### GIVEN INFORMATION
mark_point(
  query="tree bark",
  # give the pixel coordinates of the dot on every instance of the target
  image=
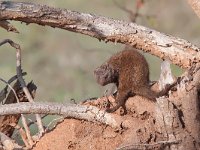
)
(195, 4)
(178, 51)
(173, 118)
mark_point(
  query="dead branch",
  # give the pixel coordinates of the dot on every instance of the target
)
(6, 25)
(178, 51)
(159, 145)
(89, 113)
(195, 4)
(21, 80)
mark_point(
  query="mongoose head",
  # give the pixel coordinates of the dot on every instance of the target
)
(105, 74)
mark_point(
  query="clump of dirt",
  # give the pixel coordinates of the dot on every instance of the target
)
(76, 134)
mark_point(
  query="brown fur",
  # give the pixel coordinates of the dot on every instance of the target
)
(129, 70)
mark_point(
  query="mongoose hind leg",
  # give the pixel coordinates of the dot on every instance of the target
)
(120, 100)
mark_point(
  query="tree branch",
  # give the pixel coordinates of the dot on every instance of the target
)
(178, 51)
(195, 4)
(89, 113)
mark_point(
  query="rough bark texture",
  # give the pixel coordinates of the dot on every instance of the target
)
(170, 123)
(8, 122)
(179, 51)
(195, 4)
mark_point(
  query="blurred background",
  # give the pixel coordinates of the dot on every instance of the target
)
(61, 63)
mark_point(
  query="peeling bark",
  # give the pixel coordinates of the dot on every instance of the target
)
(178, 51)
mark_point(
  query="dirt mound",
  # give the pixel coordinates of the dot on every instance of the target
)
(83, 135)
(75, 134)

### WRITTEN EXERCISE
Pictures excluded, quote all the data above exactly.

### SOLUTION TO THE EXERCISE
mark_point(
  query="tree bark",
  # give the pixel coordinates of the dot on every instance of the target
  image=
)
(195, 4)
(178, 51)
(173, 118)
mark_point(
  query="dead branch",
  # give the pixel coordinates of the dot on every instance of the target
)
(6, 25)
(178, 51)
(159, 145)
(89, 113)
(195, 4)
(21, 80)
mark_point(
  query="mongoose head",
  # give the pixel coordinates of the dot on every instance of the target
)
(105, 74)
mark_point(
  query="clump of dirt",
  # give the pixel coordinates of the dot on every instance of the target
)
(76, 134)
mark_point(
  query="brown fur",
  # give the pixel coordinates of the dot on every instance of the target
)
(129, 70)
mark_point(
  query="mongoose hind leg",
  # give the pixel coordinates of the dot on every instance of the target
)
(120, 100)
mark_point(
  query="tree branch",
  # give the pixel coordinates of the dot on every instance of the target
)
(178, 51)
(195, 4)
(89, 113)
mark_point(
  query="rough bark texture",
  # give the pixel coordinates of the dot on every instance of the target
)
(170, 123)
(8, 122)
(179, 51)
(195, 4)
mark_point(
  query="blurred background",
  # give the pixel coordinates of the dot on every instance of the target
)
(61, 63)
mark_point(
  query="peeling bark",
  # give the pixel coordinates of the dot on every instance of the target
)
(178, 51)
mark_point(
  query="dirt mound",
  # give the pixel coordinates of the dot on every instance of the target
)
(83, 135)
(75, 134)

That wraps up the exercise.